О прощении художника - фр. 7 и окончание

О НОВАТОРСТВЕ И ТРАДИЦИОНАЛИЗМЕ

Художник безразличен к тому и другому. В своих духовных созерцаниях и артистических воплощениях он не преследует ни целей новации, ни целей традиции. Его единственная цель и вдохновение — красота. В смысле хранения, оберегания своей суверенной красоты, сделавшейся его сердечной интимностью, художник может быть и даже, как правило, бывает скорее консерватором, чем новатором, но это не есть традиционализм в смысле поддержания некоей устоявшейся нормы. Это надо видеть как верность художника. Ведь всякая верность избранному есть консерватизм, стремление удержать, утвердить избранное в своем внутреннем мире. Это консерватизм сердечный. Он не имеет ничего общего с рассудочным, так сказать, теоретическим традиционализмом. У художника нет теорий, ему чужды псевдоценности новаторства или традиционализма, потому что и новаторство, и традиционализм суть атрибуты времени падшего мира. Они не находятся ни в какой сущностной связи с красотой, красота не зависит от них. Красота не обращена ни к «будущему» новаций, ни к «прошлому» традиций. Ни из новаций, ни из традиций она не возникает. Красота вообще безотносительна ко временам мира, она лишь посещает некое время, некий экзистенциальный момент, который совершается в единственной личности художника. Это и есть тот момент, когда неповторимое духовное явление красоты может состояться через вдохновение художественной личности. Эманирует же красота от Бога и божественной первожизни. Красота есть божественное, и она обитает в вечности. Поэтому призвание художника — зреть и слушать вечность. Оттуда и только оттуда явится ему красота, чтобы вернуться обратно, оставив в артистических воплощениях художника малую искру вечного света. Если артистизм победил, если воплощение духовного созерцания совершилось, значит, поле вечности расширилось и Творение Господне хоть чуть-чуть да продвинулось вперед творческой силой человека. Ждущий и воплощающий красоту художник обращен духом своим в вечность. Там он — свободный гений, малый сподвижник Бога, медиум неизреченного божественного совершенства. В мире времени с его суетой новаций и косностью традиций, с бескомпромиссной борьбой за ничего не означающие общие понятия, — в этом мире художник — никто.
Традиционализм и новаторство, как самодовлеющие принципы, как рецепты искусства, чужды художеству. Можно сказать, что художник беспринципен на этом рассудочном этаже. Единственный его принцип — художественная интуиция и воля следовать зовам этой интуиции, ибо она сближает его с красотой. Ради этого сближения легко и безукорно пойдет художник на ломку традиционно непререкаемого, но так же легко, если позовет его художественная интуиция, вернется вспять, то есть опять-таки вразрез с «непререкаемым» воспользуется тем, что очередная минутная «современность» уже успела записать в отжившее.

Необходимые действия:
1. Ответь по отрывку о новаторстве и традиционализме:
(a) Что названо единственной целью и вдохновением художника?
(b) От чего, согласно отрывку, эманирует красота?
(c) Что указано как единственный принцип художника?
2. Обнови отрывок о новаторстве и традиционализме: перепиши всё от «Традиционализм и новаторство, как» вплоть до «записать в отжившее.», поставив «правила искусства» вместо «рецепты искусства».
3. Продолжи отрывок о новаторстве и традиционализме, начав сразу после его последнего предложения.
Приведенные далее строки — самостоятельный материал, к отрывку о новаторстве и традиционализме не относящийся.

Фрагменты данных:
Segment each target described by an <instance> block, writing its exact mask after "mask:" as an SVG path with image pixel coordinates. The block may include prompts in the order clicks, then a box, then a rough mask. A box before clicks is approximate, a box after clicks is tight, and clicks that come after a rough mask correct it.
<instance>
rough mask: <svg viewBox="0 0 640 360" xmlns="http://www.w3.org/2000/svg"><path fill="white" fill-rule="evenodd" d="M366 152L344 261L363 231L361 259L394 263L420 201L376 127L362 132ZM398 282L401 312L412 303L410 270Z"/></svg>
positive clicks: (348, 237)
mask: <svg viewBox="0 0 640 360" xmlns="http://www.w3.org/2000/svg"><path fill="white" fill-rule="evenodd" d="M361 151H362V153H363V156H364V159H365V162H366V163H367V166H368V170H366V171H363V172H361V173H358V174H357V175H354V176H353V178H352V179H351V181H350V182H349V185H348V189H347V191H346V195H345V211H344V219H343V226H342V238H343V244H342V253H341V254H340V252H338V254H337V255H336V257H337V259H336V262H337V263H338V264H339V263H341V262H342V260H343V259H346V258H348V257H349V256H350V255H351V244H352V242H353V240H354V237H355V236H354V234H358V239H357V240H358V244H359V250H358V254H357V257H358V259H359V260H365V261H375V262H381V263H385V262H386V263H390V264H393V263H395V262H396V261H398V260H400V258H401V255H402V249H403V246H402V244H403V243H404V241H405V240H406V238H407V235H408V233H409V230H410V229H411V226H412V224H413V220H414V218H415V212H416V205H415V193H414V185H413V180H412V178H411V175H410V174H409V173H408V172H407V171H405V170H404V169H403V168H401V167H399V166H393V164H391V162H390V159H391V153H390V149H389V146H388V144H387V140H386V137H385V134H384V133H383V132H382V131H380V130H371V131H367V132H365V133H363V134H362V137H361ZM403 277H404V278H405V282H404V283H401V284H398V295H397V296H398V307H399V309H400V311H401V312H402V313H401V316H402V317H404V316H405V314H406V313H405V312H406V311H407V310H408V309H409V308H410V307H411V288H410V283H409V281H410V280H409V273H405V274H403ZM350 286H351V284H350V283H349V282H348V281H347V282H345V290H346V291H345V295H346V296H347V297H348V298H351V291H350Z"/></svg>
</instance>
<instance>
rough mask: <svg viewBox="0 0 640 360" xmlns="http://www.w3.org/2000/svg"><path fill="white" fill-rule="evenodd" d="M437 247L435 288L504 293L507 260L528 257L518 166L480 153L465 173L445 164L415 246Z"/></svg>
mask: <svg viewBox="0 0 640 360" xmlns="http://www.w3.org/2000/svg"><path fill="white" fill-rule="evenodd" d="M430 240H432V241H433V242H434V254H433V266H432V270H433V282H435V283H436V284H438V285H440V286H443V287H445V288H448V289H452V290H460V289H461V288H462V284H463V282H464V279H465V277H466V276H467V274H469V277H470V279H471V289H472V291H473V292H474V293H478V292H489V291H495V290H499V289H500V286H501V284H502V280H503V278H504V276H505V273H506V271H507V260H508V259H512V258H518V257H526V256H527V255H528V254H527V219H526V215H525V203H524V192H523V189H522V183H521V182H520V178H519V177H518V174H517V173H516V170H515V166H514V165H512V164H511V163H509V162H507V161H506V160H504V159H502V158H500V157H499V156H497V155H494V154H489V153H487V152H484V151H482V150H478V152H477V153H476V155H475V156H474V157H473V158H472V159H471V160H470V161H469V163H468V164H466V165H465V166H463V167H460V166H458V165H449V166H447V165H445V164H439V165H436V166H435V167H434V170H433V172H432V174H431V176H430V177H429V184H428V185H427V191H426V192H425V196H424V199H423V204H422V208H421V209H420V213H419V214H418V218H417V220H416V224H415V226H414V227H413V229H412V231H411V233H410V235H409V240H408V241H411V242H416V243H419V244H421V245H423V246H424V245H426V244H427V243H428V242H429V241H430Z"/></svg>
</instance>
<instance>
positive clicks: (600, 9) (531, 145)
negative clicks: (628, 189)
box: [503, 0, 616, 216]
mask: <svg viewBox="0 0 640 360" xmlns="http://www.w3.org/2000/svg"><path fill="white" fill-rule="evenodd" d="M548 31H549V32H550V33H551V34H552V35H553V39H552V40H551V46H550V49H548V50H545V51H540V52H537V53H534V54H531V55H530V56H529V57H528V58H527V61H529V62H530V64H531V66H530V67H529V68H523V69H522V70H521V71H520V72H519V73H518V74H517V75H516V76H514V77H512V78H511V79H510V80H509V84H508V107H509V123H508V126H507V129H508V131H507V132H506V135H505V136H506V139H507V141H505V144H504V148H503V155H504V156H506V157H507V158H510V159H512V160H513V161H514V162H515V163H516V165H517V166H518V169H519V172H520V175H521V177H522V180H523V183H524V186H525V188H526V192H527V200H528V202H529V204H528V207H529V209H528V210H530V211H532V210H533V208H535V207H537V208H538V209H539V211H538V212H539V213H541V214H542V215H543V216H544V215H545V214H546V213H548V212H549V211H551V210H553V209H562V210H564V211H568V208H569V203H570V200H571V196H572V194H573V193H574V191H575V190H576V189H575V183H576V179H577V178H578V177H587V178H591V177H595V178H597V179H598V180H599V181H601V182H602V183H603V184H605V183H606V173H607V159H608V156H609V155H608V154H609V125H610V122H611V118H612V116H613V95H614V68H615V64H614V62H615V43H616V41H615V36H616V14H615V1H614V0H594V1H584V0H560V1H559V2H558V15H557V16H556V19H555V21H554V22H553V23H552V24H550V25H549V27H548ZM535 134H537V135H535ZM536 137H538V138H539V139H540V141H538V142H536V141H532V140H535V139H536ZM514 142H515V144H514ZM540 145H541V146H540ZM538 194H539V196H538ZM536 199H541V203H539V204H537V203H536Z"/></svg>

Результаты заданий:
1.
(a) Красота.
(b) От Бога и божественной первожизни.
(c) Художественная интуиция и воля следовать зовам этой интуиции.

2.
Традиционализм и новаторство, как самодовлеющие принципы, как правила искусства, чужды художеству. Можно сказать, что художник беспринципен на этом рассудочном этаже. Единственный его принцип — художественная интуиция и воля следовать зовам этой интуиции, ибо она сближает его с красотой. Ради этого сближения легко и безукорно пойдет художник на ломку традиционно непререкаемого, но так же легко, если позовет его художественная интуиция, вернется вспять, то есть опять-таки вразрез с «непререкаемым» воспользуется тем, что очередная минутная «современность» уже успела записать в отжившее.

3.
Именно поэтому подлинный художник всего чаще подверга¬ется критике. Он вечно неправ, он никогда не соблюдает правил игры, в которую так придирчиво докторально играет посредственность с ее «строгими вкусами» и беспощадной критикой. Художник всегда между берегами. Он — огненный поток среди расступающихся с угрожающим шипением льдов. Либо он слишком ломает традицию, либо, наоборот, недостаточно нов на взгляд просвещенных «знатоков». Чаще же всего художник оказывается повинен и перед традицией, и перед новацией. Он уж тем одним виноват, что не озабочен ни новациями, ни традициями. Это возмутительное безразличие к «высоким» принципам посредственность распознает безошибочным своим нюхом, нюхом зависти. И она громогласно критикует художника за беспринципность, шумно обвиняет его в эклектизме, тайно ненавидя его художественную мощь, соединившую «в создании одном прекрасного разрозненные части».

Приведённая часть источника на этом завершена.